→ **WHAT TO PRODUCE**
Please quote only the lines that start at the one with "One point goes on every instance of the green chili" and go on to the last line of the data, both ends kept.

[start of RECORDED INFORMATION]

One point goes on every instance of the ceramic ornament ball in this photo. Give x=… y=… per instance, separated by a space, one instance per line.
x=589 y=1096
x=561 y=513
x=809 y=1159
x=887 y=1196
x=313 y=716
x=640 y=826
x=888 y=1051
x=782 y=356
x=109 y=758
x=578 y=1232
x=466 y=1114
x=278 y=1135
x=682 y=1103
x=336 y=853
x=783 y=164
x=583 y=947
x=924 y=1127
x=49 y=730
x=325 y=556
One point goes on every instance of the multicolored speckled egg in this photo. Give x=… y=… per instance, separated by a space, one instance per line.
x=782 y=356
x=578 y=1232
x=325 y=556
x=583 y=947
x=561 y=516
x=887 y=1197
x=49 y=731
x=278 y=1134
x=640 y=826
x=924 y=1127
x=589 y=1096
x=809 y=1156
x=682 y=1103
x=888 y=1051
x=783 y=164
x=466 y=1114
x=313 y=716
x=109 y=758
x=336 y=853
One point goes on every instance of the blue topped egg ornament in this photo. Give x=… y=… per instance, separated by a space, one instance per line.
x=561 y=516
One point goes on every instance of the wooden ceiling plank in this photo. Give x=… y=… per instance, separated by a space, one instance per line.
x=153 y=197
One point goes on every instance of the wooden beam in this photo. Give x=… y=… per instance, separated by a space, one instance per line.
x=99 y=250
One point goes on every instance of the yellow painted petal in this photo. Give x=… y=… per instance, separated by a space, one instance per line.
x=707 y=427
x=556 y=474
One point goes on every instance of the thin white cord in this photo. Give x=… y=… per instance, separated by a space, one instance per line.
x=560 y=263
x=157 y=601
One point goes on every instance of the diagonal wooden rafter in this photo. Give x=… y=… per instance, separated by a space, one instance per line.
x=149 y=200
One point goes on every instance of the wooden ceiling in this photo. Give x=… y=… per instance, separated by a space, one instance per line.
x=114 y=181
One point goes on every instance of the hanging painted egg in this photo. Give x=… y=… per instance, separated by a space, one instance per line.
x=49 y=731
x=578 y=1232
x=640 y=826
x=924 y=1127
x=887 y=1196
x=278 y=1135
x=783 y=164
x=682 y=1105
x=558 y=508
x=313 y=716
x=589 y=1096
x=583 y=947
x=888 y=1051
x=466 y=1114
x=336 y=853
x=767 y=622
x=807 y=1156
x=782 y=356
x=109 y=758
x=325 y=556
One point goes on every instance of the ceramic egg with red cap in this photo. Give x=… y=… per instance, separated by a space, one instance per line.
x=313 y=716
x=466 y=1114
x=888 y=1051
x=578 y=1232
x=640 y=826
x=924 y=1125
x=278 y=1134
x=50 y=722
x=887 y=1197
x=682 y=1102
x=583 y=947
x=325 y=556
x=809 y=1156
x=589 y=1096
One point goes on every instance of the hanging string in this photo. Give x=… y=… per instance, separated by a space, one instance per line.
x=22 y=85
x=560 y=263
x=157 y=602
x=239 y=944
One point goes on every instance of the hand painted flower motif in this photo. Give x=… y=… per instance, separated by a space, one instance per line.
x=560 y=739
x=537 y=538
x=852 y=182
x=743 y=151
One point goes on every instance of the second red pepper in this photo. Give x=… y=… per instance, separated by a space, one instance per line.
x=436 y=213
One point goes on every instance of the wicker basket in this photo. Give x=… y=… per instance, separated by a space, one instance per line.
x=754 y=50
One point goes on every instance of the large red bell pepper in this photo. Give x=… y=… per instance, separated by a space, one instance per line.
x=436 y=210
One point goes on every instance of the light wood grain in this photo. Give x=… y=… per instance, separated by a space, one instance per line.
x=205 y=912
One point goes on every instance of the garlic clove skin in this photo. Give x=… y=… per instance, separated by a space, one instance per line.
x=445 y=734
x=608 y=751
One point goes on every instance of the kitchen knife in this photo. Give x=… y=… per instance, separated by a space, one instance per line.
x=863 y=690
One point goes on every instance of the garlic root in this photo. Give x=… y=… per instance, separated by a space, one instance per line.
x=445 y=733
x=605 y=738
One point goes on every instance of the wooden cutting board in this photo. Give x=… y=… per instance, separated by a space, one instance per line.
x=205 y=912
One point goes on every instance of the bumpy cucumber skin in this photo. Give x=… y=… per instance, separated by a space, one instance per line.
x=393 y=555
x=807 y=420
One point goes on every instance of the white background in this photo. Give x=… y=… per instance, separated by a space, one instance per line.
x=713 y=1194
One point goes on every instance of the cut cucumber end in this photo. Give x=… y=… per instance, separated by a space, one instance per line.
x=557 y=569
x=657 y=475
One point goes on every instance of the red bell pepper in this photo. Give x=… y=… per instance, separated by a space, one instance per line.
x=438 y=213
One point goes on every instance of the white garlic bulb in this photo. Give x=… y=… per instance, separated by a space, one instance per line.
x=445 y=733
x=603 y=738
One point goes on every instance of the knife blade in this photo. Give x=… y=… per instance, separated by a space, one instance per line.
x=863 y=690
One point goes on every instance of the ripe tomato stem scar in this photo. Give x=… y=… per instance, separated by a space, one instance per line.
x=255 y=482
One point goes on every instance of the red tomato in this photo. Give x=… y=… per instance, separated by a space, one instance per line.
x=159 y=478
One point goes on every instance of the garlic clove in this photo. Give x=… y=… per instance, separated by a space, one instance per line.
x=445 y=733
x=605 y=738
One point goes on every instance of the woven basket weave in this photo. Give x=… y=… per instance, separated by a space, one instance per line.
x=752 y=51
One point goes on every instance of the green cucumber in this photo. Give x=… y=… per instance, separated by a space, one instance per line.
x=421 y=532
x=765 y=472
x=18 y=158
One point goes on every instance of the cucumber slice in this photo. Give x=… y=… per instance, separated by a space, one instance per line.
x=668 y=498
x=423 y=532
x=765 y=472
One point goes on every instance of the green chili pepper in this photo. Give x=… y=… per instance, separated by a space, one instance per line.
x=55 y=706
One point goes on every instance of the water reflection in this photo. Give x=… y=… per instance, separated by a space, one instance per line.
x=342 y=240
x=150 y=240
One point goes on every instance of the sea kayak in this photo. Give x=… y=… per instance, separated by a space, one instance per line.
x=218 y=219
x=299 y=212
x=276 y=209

[end of RECORDED INFORMATION]

→ **SOLUTION FOR THIS TASK**
One point goes on every instance of the green chili pepper in this photo. Give x=… y=… per instance, separated by a space, one instance per line.
x=55 y=706
One point goes on every instance of the water reflection in this photo. Give x=… y=… per instance, separated by a space, one instance per line.
x=342 y=240
x=150 y=240
One point goes on every instance of the sea kayak in this photo. Give x=… y=… per instance, separated by a space, one instance per line.
x=218 y=219
x=299 y=212
x=276 y=209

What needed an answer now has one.